§ **TEXT EXCERPT**

Wednesday, May 6, 2015

Few words about handmade soap

I started writing a post on my Facebook page that turned out to be long-ish, so I'll just write it down here and update it whenever I feel the need to add something.

Let's be honest: Soap is meant for cleaning, polishing and skin care.

It is not a "natural" product, as some soap makers claim. It is not a medicine either. Although using quality handmade soap can benefit your skin a lot. Why is that? Because our skin was exposed to commercial soaps, which are basically detergents that have dried out our skin over the years. Using a good handmade soap will recover our skin to it's natural state and that is why we say it benefits your skin. Also, commercial soap manufacturers remove the glycerin from the soap to make it cheaper and to use the glycerin in different creams and lotions that, after using a commercial soap, you will most definitely need. So basically you have to buy a soap and a lotion separately. That is not the case with handmade soap, where glycerin is still present.

§ **DATA EXTRACT**
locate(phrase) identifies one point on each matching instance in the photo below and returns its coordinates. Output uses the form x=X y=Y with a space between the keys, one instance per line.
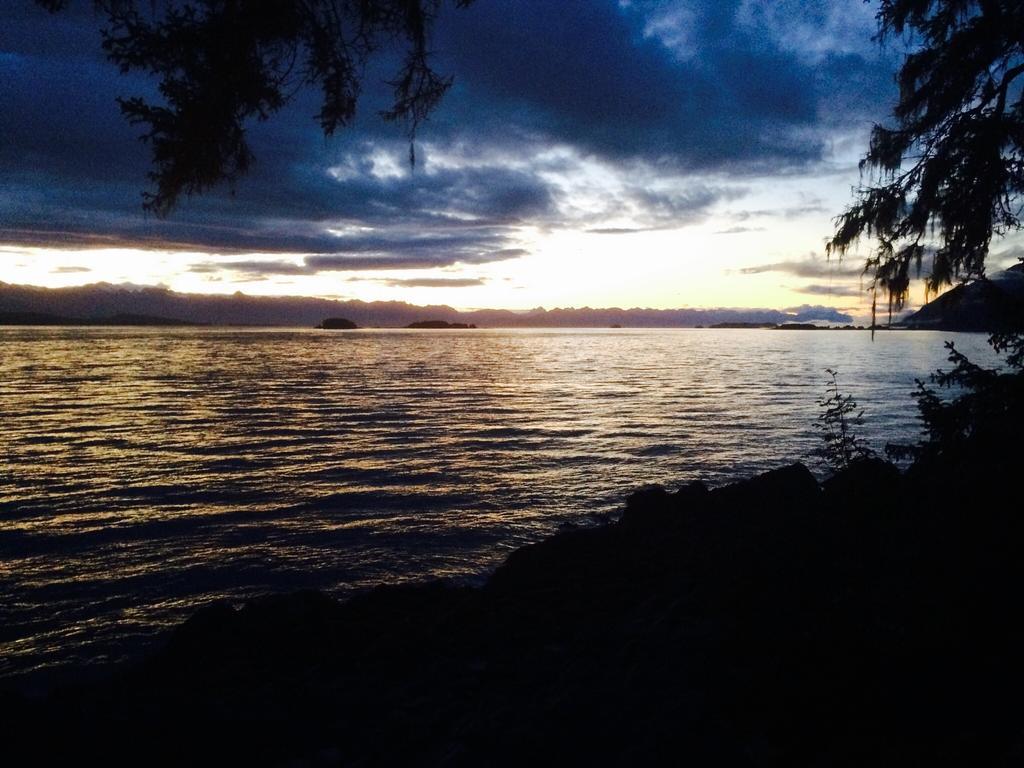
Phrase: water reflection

§ **EXERCISE REQUIREMENTS**
Copy the stretch of the handmade soap post from "Few words about" through "to add something.", swapping "Facebook page" for "Instagram account".

§ **OUTPUT FOR THIS TASK**
Few words about handmade soap

I started writing a post on my Instagram account that turned out to be long-ish, so I'll just write it down here and update it whenever I feel the need to add something.